TEXT UNDER STUDY »
=-=-=
Logistics and Explanations – My Own Little Whitepaper

I’ve received many requests to explain the logistics of the trip as it’s planned thus far. So, I wrote this post for all of you who want to know more about me and my reasoning for this trip. I’ll try to make this quick and short for easy reading!

A statue in Hagi, Yamaguchi, JapanWhat is it?

Location: Japan. Specifically around Shikoku, then to Kyoto, and then from there to Tokyo and back to Kyoto.
Distance: Around 2,500 km (1,500 miles)
Budget: Roughly 550,000円 ($5,500)
Departure Date: March 1st, 2011
Arrival Date: Between July 1st and July 20th
Distance per day: Between 15km/day and 20km/day (7 miles/day and 14 miles/day)

Why do it?

I touched on this with the mission statements. There are really a few goals.

  • To help other people – This entails finding every possible way I could help people from helping people I know to random acts of kindness. I’m not trying to save the world with this trip, simply trying to be more spontaneous with compassion.
  • To prove I can do it – I want to prove to myself that it is possible, and along with this I want to prove to others the same goal. It isn’t the longest hike ever, or even the longest hike in Japan. However I believe it is unique in it’s goals and configuration. That uniqueness is key. Instead of doing exactly as someone else has done before, I’m tweaking things I’ve seen from the past to fit my dream.
  • To provide a path for others - I want this trip to be  in writing, on video, and on Twitter. From there, I want to give others the chance to create their own unique journey and enable those dreams as much as I can.
  • To work on my Japanese - One of my goals in life is to become fluent in Japanese and French. My Japanese has steadily worked up to conversation level, and I want to take it much further than that!

Any other questions?

I hope that makes a few things clear. If anyone has anymore questions, I would love to answer them! My next few posts will be more about my research and a more thorough essay on enabling the dreams of others. I will keep this one open to editing if anyone has any ideas of what I should add! I look forward to hearing from you!


  1. jeannetto

    I was thinking the other day if you considered how many more calories you’ll need to consume b/c youre walking all day. If you want to build muscles and not become emaciated. What do you plan on eating everyday!?

    • Krijali

      That’s a very good question. I’ve read estimates that 3000 calories is good if you want to gain muscle while backpacking. And that gets much bigger the higher the altitude change (Mt Fuji!! bwaaaaa!) But I haven’t figured that out yet. Obviously I need something healthy and full of calories. A good mix of raw nuts would be perfect – yet that’s impossible to find in Japan. hmm, I’ll have to think about that.

  2. jeannetto

    Aww, I was hoping you wouldnt be depending on a bag of granola and snacky (albeit healthy) food! I think you should map out places to eat and maybe cook a lot of rice. I dont eat meat, but some chicken or yaki niku every other day sounds good. I feel like you could easily become undernourished and tired. It’s hard b/c there isnt a lot of choice here, but you dont want to be depending on packs of peanuts and onigiri. Learn to gut a fish this summer! (BTW, camping plans are on their way…)

    • Krijali

      Yeah you have a good point. Granola is full of nutrition but it’d be a lot better with protein. I’m trying to come up with the most economic and natural way to go about this trip. boiling my own rice would take too long though. I need high calorie and high protein food. Real granola, jerkey, fruit and veggies would be ideal but that’s impossible here. I would love to learn how to gut a fish though, that’d be so useful.
=-=-=
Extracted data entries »
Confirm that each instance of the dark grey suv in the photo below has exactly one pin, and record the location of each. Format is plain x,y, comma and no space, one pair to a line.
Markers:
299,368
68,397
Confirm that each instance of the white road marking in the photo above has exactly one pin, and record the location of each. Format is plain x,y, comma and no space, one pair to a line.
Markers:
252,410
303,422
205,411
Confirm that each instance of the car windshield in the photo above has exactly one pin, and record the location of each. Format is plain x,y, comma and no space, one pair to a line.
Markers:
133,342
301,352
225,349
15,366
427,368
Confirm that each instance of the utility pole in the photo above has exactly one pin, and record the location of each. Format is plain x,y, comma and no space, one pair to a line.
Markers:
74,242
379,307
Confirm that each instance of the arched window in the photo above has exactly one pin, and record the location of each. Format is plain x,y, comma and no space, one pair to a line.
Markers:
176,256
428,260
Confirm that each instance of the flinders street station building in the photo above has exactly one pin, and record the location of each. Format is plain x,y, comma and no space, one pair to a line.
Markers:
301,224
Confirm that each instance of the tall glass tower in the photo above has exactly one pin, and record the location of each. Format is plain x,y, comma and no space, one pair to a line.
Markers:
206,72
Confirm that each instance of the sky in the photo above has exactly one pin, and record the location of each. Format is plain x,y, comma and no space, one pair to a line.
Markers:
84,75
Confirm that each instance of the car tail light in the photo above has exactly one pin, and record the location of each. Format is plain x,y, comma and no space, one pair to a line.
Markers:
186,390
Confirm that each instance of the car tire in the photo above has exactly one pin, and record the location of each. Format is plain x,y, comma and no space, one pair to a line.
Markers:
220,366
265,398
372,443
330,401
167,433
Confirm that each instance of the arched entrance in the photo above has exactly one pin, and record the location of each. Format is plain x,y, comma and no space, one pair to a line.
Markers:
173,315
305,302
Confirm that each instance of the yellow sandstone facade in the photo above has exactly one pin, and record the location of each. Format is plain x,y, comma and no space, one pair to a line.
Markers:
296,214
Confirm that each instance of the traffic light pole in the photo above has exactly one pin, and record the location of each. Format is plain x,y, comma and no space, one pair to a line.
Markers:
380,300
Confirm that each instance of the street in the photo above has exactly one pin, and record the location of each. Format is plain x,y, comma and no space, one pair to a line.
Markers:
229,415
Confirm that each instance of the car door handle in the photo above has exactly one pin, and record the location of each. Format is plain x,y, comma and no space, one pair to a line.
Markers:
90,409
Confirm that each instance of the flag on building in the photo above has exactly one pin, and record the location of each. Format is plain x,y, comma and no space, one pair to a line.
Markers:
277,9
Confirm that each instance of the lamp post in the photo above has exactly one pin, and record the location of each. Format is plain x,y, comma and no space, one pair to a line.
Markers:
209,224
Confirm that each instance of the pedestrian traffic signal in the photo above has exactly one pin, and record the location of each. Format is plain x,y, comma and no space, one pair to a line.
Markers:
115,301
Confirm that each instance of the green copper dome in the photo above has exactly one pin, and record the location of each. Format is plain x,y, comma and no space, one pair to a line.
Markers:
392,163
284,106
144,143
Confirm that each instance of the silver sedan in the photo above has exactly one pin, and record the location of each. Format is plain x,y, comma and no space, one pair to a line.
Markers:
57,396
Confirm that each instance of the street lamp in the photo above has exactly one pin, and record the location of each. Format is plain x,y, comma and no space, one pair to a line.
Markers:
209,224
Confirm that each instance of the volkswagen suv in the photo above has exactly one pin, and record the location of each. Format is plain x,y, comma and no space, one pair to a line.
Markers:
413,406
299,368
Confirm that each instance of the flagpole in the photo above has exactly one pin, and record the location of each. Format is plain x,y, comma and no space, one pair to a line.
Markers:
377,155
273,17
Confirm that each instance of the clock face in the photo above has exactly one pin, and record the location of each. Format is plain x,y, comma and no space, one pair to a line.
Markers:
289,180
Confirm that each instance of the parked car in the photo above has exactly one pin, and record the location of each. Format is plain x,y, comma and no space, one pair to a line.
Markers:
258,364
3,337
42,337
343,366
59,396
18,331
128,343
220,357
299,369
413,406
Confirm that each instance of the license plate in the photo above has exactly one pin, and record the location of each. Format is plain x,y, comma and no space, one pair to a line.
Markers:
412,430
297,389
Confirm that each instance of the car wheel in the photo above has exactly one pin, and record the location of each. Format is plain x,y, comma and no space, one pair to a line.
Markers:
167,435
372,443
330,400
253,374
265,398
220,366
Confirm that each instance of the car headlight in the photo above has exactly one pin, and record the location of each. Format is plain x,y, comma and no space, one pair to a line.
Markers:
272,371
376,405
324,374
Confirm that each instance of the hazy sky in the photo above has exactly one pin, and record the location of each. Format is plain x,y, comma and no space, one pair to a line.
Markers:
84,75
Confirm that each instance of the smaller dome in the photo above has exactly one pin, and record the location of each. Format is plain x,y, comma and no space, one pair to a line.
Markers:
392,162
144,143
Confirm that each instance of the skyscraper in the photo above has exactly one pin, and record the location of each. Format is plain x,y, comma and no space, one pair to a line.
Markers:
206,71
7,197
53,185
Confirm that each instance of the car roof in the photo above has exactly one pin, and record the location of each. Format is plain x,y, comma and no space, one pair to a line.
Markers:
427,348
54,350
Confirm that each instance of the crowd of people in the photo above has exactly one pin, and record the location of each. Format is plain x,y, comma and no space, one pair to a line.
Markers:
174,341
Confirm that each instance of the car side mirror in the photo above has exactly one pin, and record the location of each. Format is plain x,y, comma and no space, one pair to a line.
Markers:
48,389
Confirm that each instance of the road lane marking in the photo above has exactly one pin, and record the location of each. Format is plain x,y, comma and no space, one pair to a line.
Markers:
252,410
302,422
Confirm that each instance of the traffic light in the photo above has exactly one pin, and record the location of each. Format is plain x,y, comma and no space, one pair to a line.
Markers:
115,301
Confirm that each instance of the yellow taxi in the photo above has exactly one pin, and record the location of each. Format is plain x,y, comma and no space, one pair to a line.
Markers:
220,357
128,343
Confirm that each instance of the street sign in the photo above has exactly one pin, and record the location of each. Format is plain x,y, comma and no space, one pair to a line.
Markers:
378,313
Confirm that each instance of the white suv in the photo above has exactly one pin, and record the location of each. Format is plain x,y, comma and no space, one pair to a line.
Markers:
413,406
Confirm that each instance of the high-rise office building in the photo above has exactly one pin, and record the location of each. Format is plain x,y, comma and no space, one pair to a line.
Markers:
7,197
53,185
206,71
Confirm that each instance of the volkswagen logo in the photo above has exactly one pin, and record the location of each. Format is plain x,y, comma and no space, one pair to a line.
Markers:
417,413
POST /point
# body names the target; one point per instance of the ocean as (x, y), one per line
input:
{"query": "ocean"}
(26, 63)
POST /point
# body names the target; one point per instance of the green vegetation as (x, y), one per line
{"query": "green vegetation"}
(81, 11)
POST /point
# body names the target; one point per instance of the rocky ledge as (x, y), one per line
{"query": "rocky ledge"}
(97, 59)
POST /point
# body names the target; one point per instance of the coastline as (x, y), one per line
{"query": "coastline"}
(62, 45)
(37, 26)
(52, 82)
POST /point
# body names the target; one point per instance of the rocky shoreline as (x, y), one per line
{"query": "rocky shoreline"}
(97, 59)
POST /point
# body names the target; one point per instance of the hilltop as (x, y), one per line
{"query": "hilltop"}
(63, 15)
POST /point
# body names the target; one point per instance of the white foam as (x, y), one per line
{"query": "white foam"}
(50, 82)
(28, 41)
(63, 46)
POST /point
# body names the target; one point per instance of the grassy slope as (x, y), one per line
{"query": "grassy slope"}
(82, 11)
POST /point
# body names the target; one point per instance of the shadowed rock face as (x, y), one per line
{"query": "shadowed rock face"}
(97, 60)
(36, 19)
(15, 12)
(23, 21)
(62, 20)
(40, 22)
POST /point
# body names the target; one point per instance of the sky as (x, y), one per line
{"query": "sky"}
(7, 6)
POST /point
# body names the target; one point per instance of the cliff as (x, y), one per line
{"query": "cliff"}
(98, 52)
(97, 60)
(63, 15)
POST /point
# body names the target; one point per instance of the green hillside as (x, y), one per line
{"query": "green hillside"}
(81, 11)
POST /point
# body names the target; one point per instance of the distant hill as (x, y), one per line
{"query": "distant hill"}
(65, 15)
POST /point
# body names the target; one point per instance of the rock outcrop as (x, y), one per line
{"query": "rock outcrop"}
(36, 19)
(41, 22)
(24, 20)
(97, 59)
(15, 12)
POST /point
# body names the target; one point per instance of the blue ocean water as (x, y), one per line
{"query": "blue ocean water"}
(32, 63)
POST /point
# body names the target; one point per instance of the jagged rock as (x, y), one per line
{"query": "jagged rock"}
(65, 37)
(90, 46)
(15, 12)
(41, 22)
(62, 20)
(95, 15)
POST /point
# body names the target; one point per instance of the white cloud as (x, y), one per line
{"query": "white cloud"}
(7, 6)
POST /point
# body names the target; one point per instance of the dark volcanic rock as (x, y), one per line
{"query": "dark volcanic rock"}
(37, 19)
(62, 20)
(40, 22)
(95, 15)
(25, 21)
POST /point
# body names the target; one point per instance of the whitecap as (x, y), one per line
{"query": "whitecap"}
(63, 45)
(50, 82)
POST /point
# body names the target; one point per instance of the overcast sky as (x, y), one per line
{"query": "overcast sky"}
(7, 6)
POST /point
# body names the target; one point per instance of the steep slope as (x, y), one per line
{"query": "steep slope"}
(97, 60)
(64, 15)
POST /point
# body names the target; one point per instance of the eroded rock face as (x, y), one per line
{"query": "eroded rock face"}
=-=-=
TASK ITEM A »
According to the trip whitepaper, why is the hike worth doing even though it isn't the longest one? Answer in one to three sentences.
TASK ITEM B »
Answer these questions from the trip whitepaper, one per line:
(i) What is the rough budget for the trip?
(ii) How many calories does Krijali cite as good for gaining muscle while backpacking?
(iii) Which two languages does the author hope to become fluent in?
TASK ITEM C »
Reproduce the part of the trip whitepaper that opens with the words "A statue in" and closes with "a few goals.".
Rely on the trip whitepaper alone.

YOUR SOLUTION A »
The author believes the hike is unique in its goals and configuration and calls that uniqueness key. Instead of doing exactly what someone else has done before, the author is tweaking things seen in the past to fit the author's own dream.

YOUR SOLUTION B »
(i) Roughly 550,000円 ($5,500).
(ii) 3000 calories.
(iii) Japanese and French.

YOUR SOLUTION C »
A statue in Hagi, Yamaguchi, JapanWhat is it?

Location: Japan. Specifically around Shikoku, then to Kyoto, and then from there to Tokyo and back to Kyoto.
Distance: Around 2,500 km (1,500 miles)
Budget: Roughly 550,000円 ($5,500)
Departure Date: March 1st, 2011
Arrival Date: Between July 1st and July 20th
Distance per day: Between 15km/day and 20km/day (7 miles/day and 14 miles/day)

Why do it?

I touched on this with the mission statements. There are really a few goals.